**EXERCISE**
Set down all of the data again, character for character.
----- DATASET EXTRACT
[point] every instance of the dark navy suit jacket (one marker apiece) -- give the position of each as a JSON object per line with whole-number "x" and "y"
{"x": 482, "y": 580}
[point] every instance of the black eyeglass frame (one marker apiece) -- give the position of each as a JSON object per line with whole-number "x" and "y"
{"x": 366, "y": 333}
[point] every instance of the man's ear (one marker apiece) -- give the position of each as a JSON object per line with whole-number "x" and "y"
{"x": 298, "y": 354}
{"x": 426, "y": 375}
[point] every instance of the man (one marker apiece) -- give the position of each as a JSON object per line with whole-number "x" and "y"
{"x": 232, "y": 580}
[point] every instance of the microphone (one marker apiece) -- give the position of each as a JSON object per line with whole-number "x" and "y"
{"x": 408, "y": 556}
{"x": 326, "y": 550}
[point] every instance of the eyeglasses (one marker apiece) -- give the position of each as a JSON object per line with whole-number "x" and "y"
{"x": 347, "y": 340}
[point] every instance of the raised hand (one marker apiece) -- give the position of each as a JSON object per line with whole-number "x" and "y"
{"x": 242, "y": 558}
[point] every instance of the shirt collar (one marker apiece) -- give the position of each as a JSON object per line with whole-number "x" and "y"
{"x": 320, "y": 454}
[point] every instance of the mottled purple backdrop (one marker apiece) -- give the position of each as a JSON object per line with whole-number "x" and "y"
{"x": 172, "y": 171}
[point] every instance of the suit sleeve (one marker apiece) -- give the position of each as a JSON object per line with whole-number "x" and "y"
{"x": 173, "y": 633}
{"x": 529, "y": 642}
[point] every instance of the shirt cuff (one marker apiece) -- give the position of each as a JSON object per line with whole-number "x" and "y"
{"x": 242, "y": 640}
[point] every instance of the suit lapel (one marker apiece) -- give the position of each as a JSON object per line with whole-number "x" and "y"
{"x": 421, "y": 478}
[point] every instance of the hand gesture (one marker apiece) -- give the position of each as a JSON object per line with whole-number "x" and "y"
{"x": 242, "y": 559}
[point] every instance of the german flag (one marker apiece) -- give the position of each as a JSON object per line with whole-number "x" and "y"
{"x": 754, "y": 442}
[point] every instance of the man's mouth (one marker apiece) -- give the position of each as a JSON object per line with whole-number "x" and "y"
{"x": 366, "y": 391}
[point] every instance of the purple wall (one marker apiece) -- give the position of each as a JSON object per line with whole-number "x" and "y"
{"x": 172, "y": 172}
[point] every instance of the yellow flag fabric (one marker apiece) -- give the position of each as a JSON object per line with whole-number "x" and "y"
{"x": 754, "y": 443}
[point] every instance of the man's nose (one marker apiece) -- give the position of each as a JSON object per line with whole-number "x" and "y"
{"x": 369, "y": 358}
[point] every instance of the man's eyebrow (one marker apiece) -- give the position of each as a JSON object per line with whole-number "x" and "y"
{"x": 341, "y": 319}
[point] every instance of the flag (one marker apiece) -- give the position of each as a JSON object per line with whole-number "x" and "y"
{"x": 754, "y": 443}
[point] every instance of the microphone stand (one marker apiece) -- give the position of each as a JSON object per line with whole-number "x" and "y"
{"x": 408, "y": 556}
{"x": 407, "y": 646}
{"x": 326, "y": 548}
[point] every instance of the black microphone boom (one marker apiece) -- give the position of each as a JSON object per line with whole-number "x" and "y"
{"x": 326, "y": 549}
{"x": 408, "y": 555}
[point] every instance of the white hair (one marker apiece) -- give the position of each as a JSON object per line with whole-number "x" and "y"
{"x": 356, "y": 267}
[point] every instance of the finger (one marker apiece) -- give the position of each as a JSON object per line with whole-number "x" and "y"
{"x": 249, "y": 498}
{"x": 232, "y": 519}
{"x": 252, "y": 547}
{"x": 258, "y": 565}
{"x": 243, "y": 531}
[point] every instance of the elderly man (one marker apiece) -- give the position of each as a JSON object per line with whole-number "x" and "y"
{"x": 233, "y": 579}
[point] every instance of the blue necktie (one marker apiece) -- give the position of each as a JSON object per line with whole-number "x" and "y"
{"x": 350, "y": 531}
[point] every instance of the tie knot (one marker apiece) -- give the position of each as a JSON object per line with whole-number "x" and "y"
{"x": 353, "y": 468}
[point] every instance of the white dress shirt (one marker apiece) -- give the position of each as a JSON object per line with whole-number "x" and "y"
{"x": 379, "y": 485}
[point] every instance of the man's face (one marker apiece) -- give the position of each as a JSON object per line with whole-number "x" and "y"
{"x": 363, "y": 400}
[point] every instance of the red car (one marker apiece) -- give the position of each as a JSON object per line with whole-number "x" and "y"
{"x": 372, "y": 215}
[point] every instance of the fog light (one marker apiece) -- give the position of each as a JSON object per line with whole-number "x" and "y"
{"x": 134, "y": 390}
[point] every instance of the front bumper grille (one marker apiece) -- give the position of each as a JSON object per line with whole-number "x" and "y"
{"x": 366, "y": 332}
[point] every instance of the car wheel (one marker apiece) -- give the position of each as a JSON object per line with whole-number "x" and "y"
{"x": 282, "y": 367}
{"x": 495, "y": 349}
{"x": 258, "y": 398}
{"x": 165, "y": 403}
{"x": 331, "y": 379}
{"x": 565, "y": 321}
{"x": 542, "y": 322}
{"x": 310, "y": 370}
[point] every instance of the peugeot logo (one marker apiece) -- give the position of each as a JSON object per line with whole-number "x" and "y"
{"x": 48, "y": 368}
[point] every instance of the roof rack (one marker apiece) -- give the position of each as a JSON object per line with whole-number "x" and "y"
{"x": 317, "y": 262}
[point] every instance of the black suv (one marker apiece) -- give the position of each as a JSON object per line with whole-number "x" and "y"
----------
**EXPECTED ANSWER**
[point] every instance of the dark navy suit jacket (one marker apiece) -- give the position of each as a JSON object per line with whole-number "x" and "y"
{"x": 482, "y": 580}
[point] every instance of the black eyeglass frame (one marker apiece) -- give the position of each as a JSON object per line with whole-number "x" and "y"
{"x": 366, "y": 333}
[point] every instance of the man's ear (one marker apiece) -- give the position of each as a JSON object per line with whole-number "x" and "y"
{"x": 298, "y": 354}
{"x": 426, "y": 375}
[point] every instance of the man (one marker apiece) -- give the position of each as a JSON object per line with whole-number "x" and "y"
{"x": 232, "y": 580}
[point] every instance of the microphone (one marker apiece) -- give the position of each as a JSON object per line with whole-number "x" and "y"
{"x": 408, "y": 556}
{"x": 326, "y": 550}
[point] every instance of the eyeglasses (one marker apiece) -- give the position of each as a JSON object per line with whole-number "x" and "y"
{"x": 347, "y": 340}
[point] every instance of the raised hand (one marker apiece) -- give the position of each as a JSON object per line with whole-number "x" and "y"
{"x": 242, "y": 558}
[point] every instance of the shirt collar (one marker apiece) -- give the position of each as a JSON object per line with whole-number "x" and "y"
{"x": 320, "y": 454}
[point] every instance of the mottled purple backdrop (one marker apiece) -- give the position of each as a JSON object per line with whole-number "x" and "y"
{"x": 172, "y": 171}
[point] every instance of the suit sleeve (one marker apiece) -- give the position of each as a JSON object per line with whole-number "x" and "y"
{"x": 173, "y": 633}
{"x": 529, "y": 642}
[point] every instance of the shirt cuff (one marker apiece) -- give the position of each as a JSON object per line with whole-number "x" and "y"
{"x": 242, "y": 640}
[point] every instance of the suit lapel (one marker apiece) -- give the position of each as a JSON object per line with whole-number "x" and "y"
{"x": 421, "y": 478}
[point] every instance of the hand gesture (one marker apiece) -- give the position of each as a JSON object per line with whole-number "x" and "y"
{"x": 242, "y": 559}
[point] every instance of the german flag (one marker apiece) -- give the position of each as a JSON object per line with whole-number "x" and "y"
{"x": 754, "y": 442}
[point] every instance of the man's mouth (one marker apiece) -- give the position of each as a JSON object per line with whole-number "x" and "y"
{"x": 366, "y": 391}
[point] every instance of the purple wall (one marker apiece) -- give the position of each as a JSON object per line with whole-number "x" and "y"
{"x": 172, "y": 172}
[point] every instance of the yellow flag fabric (one marker apiece) -- give the position of each as a JSON object per line with whole-number "x" and "y"
{"x": 754, "y": 443}
[point] every instance of the man's nose (one marker apiece) -- give the position of each as a JSON object per line with whole-number "x" and "y"
{"x": 369, "y": 358}
[point] every instance of the man's eyebrow (one marker apiece) -- give the position of each as a JSON object per line with whole-number "x" and "y"
{"x": 341, "y": 319}
[point] every instance of the flag (one marker apiece) -- give the position of each as a JSON object per line with whole-number "x" and "y"
{"x": 754, "y": 443}
[point] every instance of the microphone stand (one marker apiece) -- give the position of each as a JSON object per line with whole-number "x" and "y"
{"x": 408, "y": 556}
{"x": 407, "y": 646}
{"x": 326, "y": 548}
[point] every instance of the black microphone boom (one marker apiece) -- give the position of each as a JSON object per line with whole-number "x" and "y"
{"x": 326, "y": 549}
{"x": 408, "y": 555}
[point] every instance of the white hair (one marker apiece) -- give the position of each as a JSON object per line with whole-number "x" and "y"
{"x": 356, "y": 267}
[point] every instance of the finger (one marker apiece) -- give the position of each as a JSON object per line with whole-number "x" and "y"
{"x": 249, "y": 498}
{"x": 232, "y": 519}
{"x": 252, "y": 547}
{"x": 258, "y": 565}
{"x": 243, "y": 531}
[point] every instance of the elderly man (one marker apiece) -- give the position of each as a JSON object per line with whole-number "x" and "y"
{"x": 233, "y": 579}
[point] every instance of the blue necktie (one marker apiece) -- give the position of each as a JSON object per line with whole-number "x" and "y"
{"x": 350, "y": 531}
[point] every instance of the tie knot (one marker apiece) -- give the position of each as a JSON object per line with whole-number "x" and "y"
{"x": 353, "y": 468}
[point] every instance of the white dress shirt (one marker apiece) -- give the position of each as a JSON object per line with whole-number "x" and "y"
{"x": 379, "y": 485}
[point] every instance of the man's face (one marker apiece) -- give the position of each as a JSON object per line with whole-number "x" and "y"
{"x": 363, "y": 400}
[point] every instance of the red car (one marker apiece) -- give the position of each as a JSON object per line with whole-number "x" and "y"
{"x": 372, "y": 215}
[point] every instance of the fog light (one marker apiece) -- give the position of each as a JSON object per line with whole-number "x" and "y"
{"x": 134, "y": 390}
[point] every instance of the front bumper grille (one marker apiece) -- give the position of each as a JSON object per line with whole-number "x" and "y"
{"x": 366, "y": 332}
[point] every instance of the car wheel (one marker apiece) -- give the position of each as a JSON object per line with whole-number "x" and "y"
{"x": 282, "y": 367}
{"x": 495, "y": 349}
{"x": 258, "y": 398}
{"x": 165, "y": 403}
{"x": 331, "y": 379}
{"x": 565, "y": 321}
{"x": 542, "y": 322}
{"x": 310, "y": 370}
[point] every instance of the peugeot logo (one marker apiece) -- give the position of each as a JSON object per line with whole-number "x" and "y"
{"x": 48, "y": 368}
[point] every instance of the roof rack (one marker apiece) -- give the position of each as a JSON object per line with whole-number "x" and "y"
{"x": 317, "y": 262}
[point] every instance of the black suv (one marker apiece) -- give the position of each as a JSON object per line with whole-number "x" and "y"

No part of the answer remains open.